AVAILABLE DATA.
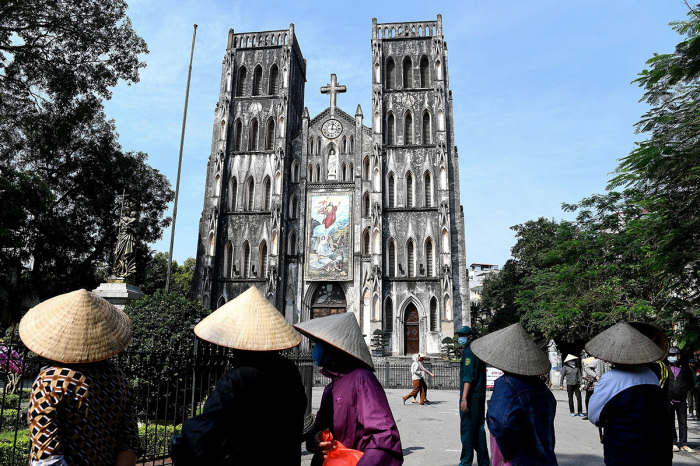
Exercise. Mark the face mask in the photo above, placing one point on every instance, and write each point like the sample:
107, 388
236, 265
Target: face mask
322, 355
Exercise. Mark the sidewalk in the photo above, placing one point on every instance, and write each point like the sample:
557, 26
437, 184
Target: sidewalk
430, 433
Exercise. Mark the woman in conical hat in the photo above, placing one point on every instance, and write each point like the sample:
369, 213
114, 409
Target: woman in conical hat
261, 400
522, 409
79, 332
354, 408
628, 401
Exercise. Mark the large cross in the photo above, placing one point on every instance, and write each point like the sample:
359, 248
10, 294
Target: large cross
333, 89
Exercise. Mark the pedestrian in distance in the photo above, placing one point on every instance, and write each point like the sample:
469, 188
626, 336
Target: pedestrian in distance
81, 410
627, 402
572, 376
522, 408
255, 415
472, 403
680, 381
354, 408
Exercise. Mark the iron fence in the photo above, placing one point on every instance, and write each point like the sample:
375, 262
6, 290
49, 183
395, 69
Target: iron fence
170, 385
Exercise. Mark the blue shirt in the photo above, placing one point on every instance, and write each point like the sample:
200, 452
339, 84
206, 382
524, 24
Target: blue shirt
521, 419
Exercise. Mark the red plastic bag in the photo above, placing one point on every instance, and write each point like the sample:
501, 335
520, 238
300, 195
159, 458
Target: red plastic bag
341, 456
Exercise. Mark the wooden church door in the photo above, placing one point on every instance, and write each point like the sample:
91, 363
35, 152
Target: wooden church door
411, 330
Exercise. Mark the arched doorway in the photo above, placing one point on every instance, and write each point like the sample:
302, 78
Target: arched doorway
411, 330
329, 298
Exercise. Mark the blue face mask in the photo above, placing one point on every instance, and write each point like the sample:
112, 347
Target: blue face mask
322, 354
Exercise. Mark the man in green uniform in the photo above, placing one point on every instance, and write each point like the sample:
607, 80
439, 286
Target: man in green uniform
472, 403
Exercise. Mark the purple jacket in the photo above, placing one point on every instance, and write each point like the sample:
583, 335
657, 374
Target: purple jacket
355, 408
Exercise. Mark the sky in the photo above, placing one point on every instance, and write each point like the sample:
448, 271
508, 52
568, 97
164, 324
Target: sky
543, 101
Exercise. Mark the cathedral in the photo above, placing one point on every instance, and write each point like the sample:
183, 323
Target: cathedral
335, 213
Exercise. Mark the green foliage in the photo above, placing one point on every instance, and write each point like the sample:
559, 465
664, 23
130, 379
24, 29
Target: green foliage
19, 456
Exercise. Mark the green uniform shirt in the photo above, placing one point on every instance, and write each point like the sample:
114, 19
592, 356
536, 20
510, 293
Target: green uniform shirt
473, 371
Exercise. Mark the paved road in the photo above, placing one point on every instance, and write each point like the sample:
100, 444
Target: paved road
430, 433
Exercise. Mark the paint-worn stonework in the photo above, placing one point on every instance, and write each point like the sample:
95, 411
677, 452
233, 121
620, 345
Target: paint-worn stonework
327, 215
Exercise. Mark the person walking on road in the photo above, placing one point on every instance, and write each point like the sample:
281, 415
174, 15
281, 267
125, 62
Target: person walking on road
680, 381
572, 376
627, 402
472, 403
522, 409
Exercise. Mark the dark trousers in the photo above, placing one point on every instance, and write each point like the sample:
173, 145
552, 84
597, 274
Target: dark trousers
571, 390
679, 410
471, 429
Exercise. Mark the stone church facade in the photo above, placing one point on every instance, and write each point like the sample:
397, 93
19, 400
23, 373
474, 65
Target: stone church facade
335, 213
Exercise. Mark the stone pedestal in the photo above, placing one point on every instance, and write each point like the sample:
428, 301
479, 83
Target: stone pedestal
119, 293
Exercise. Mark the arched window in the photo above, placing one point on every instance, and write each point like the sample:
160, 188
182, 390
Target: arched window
246, 260
238, 136
388, 316
292, 243
424, 72
274, 80
408, 129
433, 314
251, 193
253, 143
266, 193
390, 74
428, 189
240, 81
263, 259
426, 128
392, 192
392, 258
270, 139
409, 189
407, 73
430, 272
232, 194
390, 129
257, 80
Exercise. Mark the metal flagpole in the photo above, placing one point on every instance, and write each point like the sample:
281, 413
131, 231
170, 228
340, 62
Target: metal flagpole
179, 165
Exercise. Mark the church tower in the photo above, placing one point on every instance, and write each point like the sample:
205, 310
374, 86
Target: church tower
241, 231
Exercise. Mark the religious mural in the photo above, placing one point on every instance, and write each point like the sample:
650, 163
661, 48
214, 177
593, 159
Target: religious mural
329, 243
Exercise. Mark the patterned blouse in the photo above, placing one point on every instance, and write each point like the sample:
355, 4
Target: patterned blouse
83, 412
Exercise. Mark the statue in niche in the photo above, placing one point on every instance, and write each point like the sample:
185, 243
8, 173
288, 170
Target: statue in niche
124, 265
332, 165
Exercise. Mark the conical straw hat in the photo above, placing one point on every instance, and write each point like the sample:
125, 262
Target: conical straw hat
622, 344
341, 331
76, 327
653, 333
249, 322
512, 350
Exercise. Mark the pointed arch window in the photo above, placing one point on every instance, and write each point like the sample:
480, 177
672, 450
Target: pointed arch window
390, 129
257, 80
240, 81
426, 128
390, 74
407, 73
408, 129
270, 139
424, 72
274, 80
266, 193
411, 258
253, 143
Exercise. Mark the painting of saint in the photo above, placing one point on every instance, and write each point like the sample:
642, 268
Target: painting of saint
329, 242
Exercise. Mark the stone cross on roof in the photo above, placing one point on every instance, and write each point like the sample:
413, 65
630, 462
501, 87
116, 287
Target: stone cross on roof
333, 89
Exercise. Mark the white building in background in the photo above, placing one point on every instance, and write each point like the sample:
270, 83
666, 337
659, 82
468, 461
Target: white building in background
477, 274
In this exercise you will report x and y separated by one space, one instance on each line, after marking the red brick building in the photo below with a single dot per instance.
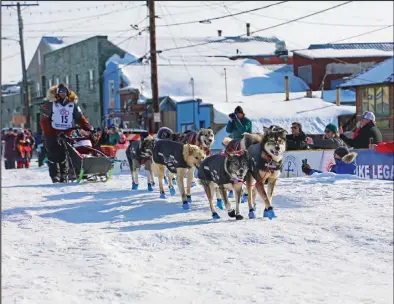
328 65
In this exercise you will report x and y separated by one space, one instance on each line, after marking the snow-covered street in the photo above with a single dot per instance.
332 242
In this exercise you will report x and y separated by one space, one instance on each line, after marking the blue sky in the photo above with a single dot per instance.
79 20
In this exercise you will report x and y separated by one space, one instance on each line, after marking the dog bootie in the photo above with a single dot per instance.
185 205
219 203
231 194
269 213
231 213
172 191
215 216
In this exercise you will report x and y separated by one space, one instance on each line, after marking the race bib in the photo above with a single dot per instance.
62 116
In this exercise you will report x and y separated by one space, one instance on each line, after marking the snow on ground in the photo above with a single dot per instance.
102 243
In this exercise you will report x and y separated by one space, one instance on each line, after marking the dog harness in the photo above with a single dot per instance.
170 154
135 153
213 169
257 162
191 138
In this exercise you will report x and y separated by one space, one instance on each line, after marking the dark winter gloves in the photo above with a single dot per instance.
306 168
232 116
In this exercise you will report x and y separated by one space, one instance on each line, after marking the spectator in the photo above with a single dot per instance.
238 124
9 138
383 147
330 140
113 136
297 139
363 135
345 163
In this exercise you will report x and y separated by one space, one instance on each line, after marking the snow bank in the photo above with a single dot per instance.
267 109
103 243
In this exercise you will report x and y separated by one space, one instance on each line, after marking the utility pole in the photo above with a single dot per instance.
192 84
24 91
225 83
153 64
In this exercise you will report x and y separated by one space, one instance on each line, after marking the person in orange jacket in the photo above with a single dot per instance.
58 114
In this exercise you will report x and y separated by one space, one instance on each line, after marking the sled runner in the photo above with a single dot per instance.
86 162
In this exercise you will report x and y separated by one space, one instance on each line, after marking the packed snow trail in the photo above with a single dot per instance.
332 242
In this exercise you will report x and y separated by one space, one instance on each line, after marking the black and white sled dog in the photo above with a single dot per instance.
266 152
224 171
140 153
178 158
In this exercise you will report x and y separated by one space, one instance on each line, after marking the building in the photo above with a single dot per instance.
81 66
328 65
37 84
187 75
375 93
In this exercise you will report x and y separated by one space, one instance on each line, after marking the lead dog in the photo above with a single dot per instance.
140 153
265 163
226 172
178 158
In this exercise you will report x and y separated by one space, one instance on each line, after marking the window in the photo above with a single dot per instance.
91 79
376 100
43 82
77 83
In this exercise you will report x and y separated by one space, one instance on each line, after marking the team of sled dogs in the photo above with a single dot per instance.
253 161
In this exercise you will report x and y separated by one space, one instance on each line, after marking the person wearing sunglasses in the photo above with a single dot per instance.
345 163
368 133
330 139
297 139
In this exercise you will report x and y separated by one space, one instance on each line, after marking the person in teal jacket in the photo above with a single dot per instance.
238 124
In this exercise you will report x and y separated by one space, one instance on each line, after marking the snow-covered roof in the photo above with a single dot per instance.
243 78
343 53
384 46
383 72
347 96
267 109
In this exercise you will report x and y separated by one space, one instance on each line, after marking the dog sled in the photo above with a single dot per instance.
85 162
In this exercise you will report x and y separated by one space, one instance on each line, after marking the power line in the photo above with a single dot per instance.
208 20
79 18
303 17
362 34
267 28
316 23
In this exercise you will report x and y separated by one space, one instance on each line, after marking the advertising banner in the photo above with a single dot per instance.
375 165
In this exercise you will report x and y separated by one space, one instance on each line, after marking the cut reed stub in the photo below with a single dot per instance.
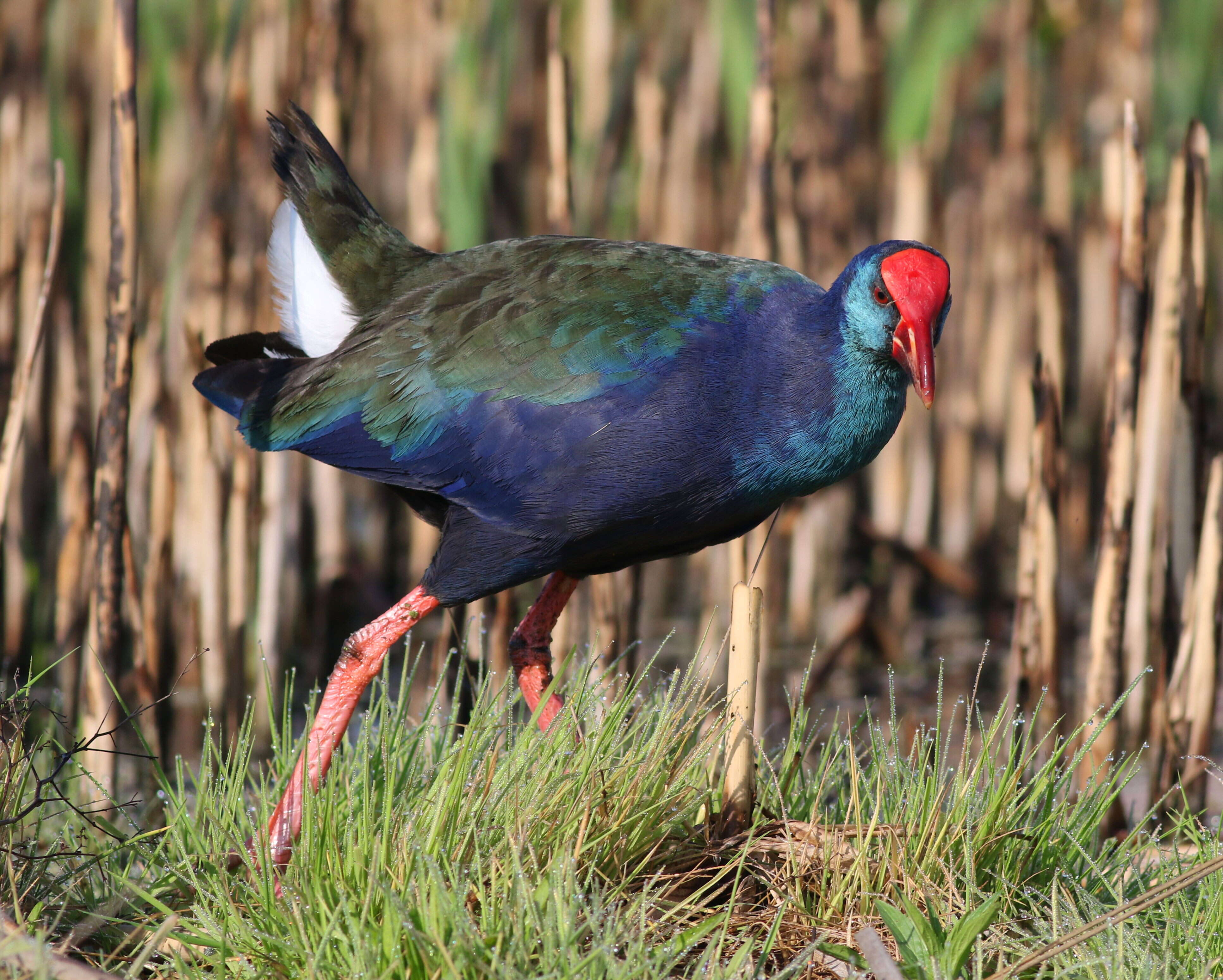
739 792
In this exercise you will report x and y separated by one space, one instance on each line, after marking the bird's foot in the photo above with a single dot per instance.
532 666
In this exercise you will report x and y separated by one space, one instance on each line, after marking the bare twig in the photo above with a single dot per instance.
1035 668
28 953
1107 605
110 516
15 422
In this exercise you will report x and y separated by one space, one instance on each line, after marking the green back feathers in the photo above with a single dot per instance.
551 321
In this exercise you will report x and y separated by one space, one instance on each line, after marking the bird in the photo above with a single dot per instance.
558 407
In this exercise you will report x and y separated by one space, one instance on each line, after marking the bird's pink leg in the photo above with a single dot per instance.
360 662
531 646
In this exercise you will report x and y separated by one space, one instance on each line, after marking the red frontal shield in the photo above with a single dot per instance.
918 281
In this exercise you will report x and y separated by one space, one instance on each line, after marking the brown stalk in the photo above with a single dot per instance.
1178 714
558 209
1102 685
1116 917
28 953
1158 405
1035 662
15 421
756 220
110 461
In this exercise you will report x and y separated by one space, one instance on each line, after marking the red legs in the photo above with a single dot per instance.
360 662
531 646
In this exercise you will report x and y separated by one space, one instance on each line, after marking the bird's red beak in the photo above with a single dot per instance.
918 281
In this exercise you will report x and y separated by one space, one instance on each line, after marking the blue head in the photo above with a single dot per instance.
894 299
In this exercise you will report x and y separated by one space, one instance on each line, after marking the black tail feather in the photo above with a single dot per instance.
365 255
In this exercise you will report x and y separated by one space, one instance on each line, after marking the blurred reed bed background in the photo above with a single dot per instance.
1059 502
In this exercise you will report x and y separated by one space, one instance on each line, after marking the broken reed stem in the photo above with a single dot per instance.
1158 404
28 953
743 663
15 422
110 472
1126 911
1102 683
557 202
1190 708
1035 668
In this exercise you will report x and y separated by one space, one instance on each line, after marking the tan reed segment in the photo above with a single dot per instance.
877 956
1035 662
1126 911
28 955
15 420
110 449
739 791
1102 685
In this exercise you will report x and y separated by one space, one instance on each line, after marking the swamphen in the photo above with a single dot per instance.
558 406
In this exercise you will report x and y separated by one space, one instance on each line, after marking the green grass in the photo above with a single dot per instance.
497 851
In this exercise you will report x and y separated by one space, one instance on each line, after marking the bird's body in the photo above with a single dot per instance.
579 405
558 406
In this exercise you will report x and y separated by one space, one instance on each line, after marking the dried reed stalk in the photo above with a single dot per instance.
1190 697
1035 662
743 664
1102 683
110 449
558 212
1159 401
755 237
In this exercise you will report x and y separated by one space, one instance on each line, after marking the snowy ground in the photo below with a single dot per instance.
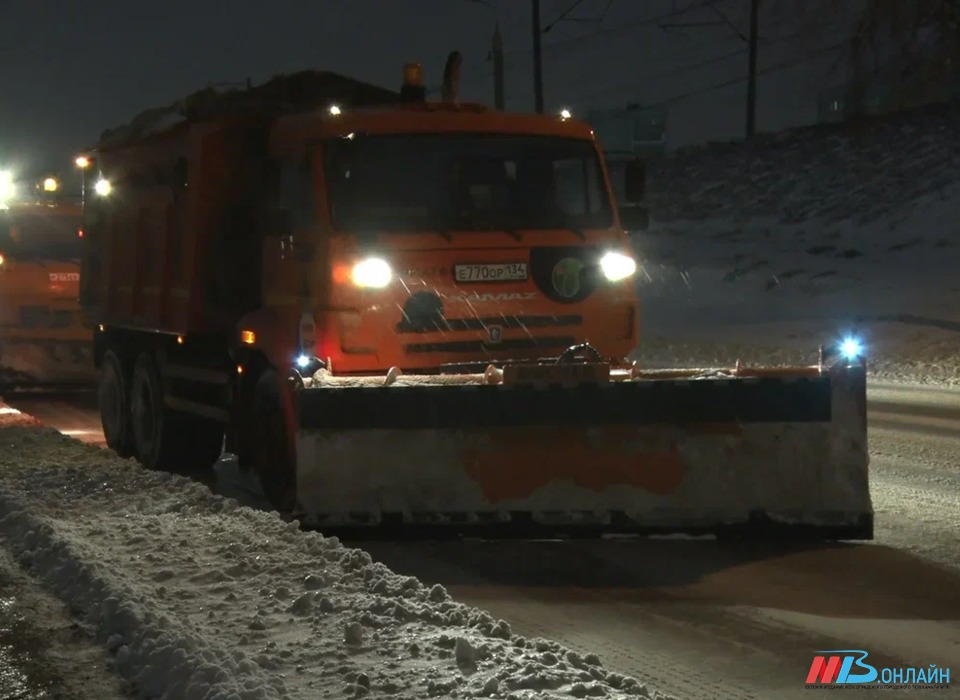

ACTIVITY.
Every line from the top of the material above through the line with "Exercise. Mark the large" should be duplicated exactly, please; leave out the pictures.

YOUR RESPONSE.
Exercise. Mark the face mask in the photo above, placing one point on every instance, and write each point like the sample:
107, 388
236, 265
Target: face mask
322, 355
Exercise. Mark the sidewalk in the photo above, placing one point on every instance, and write each point like the sample:
557, 26
437, 184
Target: sidewalk
430, 433
Exercise. Mark the woman in conical hat in the photo above, placing one point on every instance, and write each point like the sample:
369, 213
114, 409
Target: woman in conical hat
261, 400
522, 409
79, 332
354, 408
628, 401
Exercise. Mark the large cross in the photo above, placing one point on every instance, and write each point like the sample:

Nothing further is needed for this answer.